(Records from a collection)
---------------

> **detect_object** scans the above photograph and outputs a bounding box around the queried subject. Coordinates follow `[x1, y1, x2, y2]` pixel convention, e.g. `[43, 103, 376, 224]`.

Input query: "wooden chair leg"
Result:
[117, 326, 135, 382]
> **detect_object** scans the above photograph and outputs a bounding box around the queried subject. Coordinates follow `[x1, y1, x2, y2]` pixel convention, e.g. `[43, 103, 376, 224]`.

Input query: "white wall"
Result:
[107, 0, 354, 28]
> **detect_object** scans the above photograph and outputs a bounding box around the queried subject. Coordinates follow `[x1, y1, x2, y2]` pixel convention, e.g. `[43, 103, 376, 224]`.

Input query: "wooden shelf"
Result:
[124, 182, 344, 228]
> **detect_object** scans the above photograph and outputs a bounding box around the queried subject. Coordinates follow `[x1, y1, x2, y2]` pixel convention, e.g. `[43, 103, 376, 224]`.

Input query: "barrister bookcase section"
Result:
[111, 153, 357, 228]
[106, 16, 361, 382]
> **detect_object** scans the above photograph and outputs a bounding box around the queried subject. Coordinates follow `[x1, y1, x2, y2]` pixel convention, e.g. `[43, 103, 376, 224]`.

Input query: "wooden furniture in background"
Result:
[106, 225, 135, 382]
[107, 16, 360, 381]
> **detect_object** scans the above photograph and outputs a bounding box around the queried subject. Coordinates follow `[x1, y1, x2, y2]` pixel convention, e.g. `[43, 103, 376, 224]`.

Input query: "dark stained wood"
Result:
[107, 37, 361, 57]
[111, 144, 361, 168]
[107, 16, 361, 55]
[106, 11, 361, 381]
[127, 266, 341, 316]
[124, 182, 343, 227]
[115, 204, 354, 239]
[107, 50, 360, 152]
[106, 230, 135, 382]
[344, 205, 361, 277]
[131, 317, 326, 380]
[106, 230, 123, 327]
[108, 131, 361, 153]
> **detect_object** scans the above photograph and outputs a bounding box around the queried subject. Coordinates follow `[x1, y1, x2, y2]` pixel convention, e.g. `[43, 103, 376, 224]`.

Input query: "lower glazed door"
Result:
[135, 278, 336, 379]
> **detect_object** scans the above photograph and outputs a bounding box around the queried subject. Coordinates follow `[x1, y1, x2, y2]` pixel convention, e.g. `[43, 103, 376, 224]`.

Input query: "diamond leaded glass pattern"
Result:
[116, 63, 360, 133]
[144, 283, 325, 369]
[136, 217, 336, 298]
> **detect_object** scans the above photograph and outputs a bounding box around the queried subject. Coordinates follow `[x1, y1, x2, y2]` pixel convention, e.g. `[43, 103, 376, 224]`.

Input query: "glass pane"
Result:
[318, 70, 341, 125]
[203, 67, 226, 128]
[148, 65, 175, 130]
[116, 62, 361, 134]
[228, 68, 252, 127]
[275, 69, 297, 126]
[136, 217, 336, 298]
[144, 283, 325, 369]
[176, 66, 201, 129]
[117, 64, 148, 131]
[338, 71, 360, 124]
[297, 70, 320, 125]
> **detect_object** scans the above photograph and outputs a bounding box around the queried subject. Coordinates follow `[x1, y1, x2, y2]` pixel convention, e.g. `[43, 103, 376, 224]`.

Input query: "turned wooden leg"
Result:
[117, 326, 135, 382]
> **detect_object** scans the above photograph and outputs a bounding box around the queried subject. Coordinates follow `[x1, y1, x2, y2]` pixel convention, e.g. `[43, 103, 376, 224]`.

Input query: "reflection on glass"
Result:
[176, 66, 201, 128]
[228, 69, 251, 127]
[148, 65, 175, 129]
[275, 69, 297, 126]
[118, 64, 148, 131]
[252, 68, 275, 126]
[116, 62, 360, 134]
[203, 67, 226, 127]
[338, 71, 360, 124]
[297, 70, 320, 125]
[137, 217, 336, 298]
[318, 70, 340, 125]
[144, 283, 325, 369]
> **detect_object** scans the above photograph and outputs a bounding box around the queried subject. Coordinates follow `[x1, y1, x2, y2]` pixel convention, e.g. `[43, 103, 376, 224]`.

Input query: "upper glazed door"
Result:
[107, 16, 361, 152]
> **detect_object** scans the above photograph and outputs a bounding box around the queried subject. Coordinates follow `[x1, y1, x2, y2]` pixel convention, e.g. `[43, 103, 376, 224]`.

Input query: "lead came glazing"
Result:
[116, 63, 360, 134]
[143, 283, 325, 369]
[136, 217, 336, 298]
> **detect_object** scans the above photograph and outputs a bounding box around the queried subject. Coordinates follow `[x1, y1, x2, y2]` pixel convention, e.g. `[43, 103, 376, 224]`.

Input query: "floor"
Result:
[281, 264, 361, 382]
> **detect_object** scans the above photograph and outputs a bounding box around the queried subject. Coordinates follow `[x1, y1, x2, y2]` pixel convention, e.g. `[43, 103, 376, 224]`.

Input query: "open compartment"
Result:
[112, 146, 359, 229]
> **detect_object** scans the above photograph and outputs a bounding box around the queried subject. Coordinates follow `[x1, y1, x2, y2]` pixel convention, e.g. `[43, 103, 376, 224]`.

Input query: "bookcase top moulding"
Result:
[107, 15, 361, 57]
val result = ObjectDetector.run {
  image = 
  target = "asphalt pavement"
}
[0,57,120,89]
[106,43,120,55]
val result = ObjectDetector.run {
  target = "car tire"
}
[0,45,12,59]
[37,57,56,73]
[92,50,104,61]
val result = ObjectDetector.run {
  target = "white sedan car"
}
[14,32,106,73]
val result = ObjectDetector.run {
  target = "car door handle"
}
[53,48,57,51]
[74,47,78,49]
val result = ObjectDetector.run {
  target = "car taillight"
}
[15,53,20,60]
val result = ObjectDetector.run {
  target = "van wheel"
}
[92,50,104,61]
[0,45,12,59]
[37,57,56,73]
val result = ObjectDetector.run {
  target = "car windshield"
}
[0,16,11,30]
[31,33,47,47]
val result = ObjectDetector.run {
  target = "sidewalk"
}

---------------

## EXERCISE TASK
Reproduce the records word for word, from their first line through the line containing "[124, 182, 344, 228]", including that line.

## PROBLEM SOLUTION
> **detect_object** scans the above photograph and outputs a bounding box around the queried subject. Coordinates follow `[x1, y1, x2, y2]` pixel convention, e.g. `[43, 103, 376, 224]`.

Input query: "wooden chair leg"
Result:
[117, 326, 135, 382]
> **detect_object** scans the above photograph and outputs a bounding box around the queried subject. Coordinates follow `[x1, y1, x2, y2]` pixel convention, e.g. `[43, 103, 376, 224]`.

Input query: "white wall"
Result:
[107, 0, 354, 28]
> **detect_object** scans the above photograph and outputs a bounding box around the queried subject. Coordinates follow `[x1, y1, x2, y2]` pixel convention, e.g. `[43, 103, 376, 224]`.

Input query: "wooden shelf"
Result:
[124, 182, 344, 228]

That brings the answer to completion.